### Given instruction
Please pick out and copy each line in the data below that contains the string "cloud". Case matters when matching.

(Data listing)
···

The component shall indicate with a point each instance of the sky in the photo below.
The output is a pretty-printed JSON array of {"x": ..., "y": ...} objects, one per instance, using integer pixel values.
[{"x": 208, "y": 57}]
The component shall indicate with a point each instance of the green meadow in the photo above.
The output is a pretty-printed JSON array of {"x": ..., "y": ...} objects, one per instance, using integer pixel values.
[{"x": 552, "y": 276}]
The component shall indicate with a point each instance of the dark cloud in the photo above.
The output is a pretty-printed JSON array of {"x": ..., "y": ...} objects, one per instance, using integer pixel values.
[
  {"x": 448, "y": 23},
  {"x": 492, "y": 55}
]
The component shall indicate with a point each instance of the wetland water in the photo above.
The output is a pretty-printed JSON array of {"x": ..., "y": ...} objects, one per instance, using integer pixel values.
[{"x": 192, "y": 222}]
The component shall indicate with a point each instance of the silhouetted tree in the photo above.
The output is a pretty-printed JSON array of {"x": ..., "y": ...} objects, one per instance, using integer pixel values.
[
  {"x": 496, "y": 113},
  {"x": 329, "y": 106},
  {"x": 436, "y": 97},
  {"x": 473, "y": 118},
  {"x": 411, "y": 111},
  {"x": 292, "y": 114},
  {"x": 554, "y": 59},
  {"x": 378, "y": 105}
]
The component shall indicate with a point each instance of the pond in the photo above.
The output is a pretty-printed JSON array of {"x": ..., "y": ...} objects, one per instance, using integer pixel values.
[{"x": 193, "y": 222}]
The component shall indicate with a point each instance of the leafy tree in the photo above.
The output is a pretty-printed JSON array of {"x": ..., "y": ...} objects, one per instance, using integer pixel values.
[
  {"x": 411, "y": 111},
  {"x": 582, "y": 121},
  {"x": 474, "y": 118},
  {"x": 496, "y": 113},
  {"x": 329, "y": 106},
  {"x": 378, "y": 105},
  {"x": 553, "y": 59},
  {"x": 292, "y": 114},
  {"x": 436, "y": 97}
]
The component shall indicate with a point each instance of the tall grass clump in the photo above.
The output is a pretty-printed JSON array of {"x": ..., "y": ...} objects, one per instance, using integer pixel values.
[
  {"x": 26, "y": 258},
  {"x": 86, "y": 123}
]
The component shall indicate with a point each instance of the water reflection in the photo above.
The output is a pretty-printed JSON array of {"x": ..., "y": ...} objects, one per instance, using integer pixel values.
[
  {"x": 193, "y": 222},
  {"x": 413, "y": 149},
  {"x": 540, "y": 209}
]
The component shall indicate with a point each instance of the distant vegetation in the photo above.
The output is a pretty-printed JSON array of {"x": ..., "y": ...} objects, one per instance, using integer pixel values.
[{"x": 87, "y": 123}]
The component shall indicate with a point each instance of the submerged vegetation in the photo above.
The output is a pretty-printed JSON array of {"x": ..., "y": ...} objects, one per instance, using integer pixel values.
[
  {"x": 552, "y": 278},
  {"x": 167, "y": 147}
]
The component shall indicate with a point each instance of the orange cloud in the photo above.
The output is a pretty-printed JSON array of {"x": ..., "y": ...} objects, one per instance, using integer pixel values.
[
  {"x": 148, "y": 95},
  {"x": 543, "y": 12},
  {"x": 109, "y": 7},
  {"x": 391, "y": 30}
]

···

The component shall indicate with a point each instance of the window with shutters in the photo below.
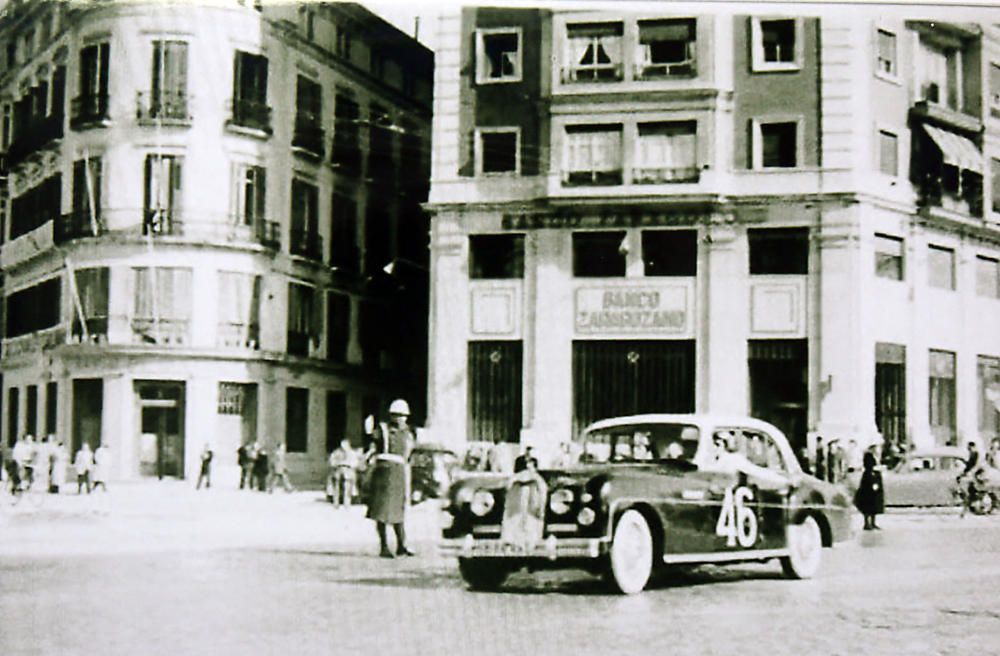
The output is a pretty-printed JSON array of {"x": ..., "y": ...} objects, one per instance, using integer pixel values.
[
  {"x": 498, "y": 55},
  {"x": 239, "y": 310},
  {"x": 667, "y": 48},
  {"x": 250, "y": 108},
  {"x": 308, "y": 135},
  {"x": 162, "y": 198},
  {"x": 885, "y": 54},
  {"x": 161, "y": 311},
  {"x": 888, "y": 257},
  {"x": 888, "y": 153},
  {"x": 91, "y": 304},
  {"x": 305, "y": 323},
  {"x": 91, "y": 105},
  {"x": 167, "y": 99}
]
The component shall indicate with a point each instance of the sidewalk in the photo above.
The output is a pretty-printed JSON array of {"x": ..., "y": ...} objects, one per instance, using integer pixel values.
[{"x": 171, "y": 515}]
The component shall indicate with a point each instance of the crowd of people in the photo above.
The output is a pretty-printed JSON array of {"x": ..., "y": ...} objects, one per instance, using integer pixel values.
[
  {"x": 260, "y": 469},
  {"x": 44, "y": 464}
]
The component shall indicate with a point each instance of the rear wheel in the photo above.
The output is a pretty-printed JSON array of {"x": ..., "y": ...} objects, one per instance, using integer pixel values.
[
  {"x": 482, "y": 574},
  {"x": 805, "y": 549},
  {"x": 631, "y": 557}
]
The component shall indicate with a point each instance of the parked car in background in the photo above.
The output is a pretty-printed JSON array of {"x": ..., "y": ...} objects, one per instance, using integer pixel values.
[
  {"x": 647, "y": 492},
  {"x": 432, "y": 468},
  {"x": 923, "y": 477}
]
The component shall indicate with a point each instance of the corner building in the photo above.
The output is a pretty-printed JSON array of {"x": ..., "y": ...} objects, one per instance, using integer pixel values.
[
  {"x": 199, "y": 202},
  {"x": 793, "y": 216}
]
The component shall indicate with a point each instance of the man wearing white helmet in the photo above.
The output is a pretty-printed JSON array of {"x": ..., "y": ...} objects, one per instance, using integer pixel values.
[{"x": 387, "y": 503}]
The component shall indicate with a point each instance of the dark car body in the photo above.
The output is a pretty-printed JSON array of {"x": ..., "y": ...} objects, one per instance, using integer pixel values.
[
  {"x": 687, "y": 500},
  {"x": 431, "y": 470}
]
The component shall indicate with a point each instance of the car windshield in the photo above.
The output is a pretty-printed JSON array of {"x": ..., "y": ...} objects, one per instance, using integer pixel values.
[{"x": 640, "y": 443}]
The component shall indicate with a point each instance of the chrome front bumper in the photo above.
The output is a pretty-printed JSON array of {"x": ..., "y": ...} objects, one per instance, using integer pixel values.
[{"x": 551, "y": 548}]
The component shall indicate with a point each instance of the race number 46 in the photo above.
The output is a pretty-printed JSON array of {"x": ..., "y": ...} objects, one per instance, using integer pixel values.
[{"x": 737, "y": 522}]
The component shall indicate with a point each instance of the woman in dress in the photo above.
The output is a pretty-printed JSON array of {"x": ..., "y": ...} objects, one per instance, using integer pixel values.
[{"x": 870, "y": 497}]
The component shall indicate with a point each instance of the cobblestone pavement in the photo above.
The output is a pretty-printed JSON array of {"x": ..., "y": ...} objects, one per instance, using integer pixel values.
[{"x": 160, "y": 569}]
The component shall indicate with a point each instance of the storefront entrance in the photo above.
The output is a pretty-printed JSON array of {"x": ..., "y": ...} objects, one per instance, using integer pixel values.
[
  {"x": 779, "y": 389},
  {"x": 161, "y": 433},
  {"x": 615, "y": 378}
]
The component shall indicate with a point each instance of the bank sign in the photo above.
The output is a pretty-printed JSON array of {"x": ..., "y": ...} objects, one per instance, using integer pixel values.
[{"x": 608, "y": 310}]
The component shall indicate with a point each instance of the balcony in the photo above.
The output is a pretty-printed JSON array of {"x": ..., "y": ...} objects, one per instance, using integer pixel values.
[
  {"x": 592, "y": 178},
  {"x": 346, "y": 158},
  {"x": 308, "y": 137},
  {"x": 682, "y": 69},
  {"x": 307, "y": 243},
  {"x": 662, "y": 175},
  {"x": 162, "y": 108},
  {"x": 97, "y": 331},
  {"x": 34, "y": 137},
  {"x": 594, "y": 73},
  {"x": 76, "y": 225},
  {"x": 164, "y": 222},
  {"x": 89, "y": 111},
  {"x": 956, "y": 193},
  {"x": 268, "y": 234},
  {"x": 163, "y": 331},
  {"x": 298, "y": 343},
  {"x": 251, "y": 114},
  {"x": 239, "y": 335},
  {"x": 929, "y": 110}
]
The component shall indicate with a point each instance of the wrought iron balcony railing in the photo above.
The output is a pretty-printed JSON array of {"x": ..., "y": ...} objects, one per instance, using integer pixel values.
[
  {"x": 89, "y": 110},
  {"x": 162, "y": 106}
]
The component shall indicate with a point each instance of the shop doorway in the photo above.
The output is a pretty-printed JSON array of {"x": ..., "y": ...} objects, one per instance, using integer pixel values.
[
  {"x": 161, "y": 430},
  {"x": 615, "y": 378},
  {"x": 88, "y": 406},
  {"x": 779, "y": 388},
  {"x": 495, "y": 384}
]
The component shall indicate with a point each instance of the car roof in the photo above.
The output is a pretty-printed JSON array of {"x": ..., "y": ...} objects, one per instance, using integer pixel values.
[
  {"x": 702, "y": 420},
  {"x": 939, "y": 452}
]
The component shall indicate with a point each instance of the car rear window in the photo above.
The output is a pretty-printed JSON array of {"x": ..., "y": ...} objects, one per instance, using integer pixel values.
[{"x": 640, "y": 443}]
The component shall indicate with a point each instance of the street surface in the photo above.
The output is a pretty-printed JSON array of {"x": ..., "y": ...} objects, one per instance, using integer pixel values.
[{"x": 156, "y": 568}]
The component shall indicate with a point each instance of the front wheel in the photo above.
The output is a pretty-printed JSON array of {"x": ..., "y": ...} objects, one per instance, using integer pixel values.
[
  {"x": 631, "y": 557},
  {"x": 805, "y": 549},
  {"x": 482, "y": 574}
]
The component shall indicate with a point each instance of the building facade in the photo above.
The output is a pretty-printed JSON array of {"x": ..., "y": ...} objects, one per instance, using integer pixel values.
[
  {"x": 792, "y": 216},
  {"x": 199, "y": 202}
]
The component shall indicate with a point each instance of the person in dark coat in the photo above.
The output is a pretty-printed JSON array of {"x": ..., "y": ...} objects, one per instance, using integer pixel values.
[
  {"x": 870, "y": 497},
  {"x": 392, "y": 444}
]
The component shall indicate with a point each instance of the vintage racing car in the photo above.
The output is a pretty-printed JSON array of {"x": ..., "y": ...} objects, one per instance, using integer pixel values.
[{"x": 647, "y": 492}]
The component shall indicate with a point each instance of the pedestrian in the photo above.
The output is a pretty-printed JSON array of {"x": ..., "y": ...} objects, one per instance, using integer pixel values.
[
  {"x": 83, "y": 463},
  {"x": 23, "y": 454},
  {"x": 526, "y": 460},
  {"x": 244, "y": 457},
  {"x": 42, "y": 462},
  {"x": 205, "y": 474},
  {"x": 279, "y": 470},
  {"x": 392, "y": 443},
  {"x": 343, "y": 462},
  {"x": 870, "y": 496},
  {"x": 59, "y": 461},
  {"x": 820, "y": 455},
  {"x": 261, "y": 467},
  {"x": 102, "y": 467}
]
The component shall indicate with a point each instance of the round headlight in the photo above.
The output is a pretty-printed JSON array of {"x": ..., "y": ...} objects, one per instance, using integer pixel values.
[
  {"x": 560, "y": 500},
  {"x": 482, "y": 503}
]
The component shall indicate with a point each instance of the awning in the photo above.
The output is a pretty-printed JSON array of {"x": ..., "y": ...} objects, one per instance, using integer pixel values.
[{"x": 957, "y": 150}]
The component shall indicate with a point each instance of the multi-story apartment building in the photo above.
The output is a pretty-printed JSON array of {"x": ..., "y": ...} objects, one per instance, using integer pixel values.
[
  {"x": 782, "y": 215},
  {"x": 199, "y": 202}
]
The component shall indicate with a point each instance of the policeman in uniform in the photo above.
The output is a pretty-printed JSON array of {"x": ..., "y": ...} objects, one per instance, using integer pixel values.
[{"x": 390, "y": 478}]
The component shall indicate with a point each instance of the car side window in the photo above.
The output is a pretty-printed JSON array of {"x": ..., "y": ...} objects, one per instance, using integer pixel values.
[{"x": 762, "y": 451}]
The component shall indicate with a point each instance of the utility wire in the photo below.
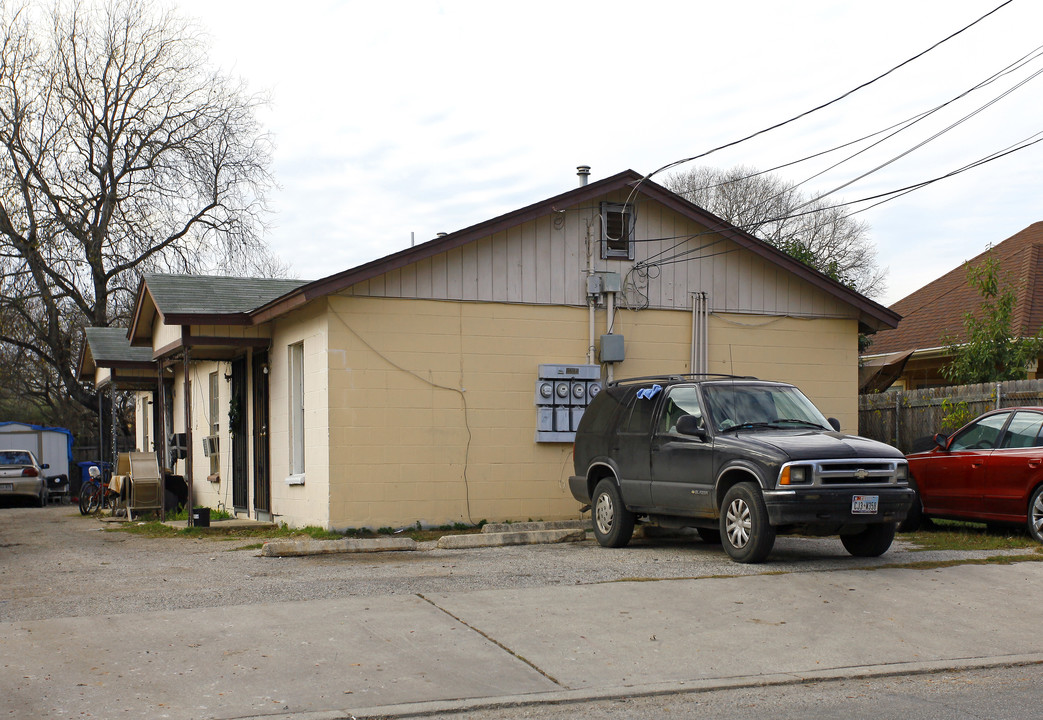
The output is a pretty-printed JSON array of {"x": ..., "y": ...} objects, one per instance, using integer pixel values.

···

### Solved exercise
The component shall indicate with a point each instance of the dark cloud in the photo above.
The component shall indicate with a point each instance of the orange cloud in the photo above.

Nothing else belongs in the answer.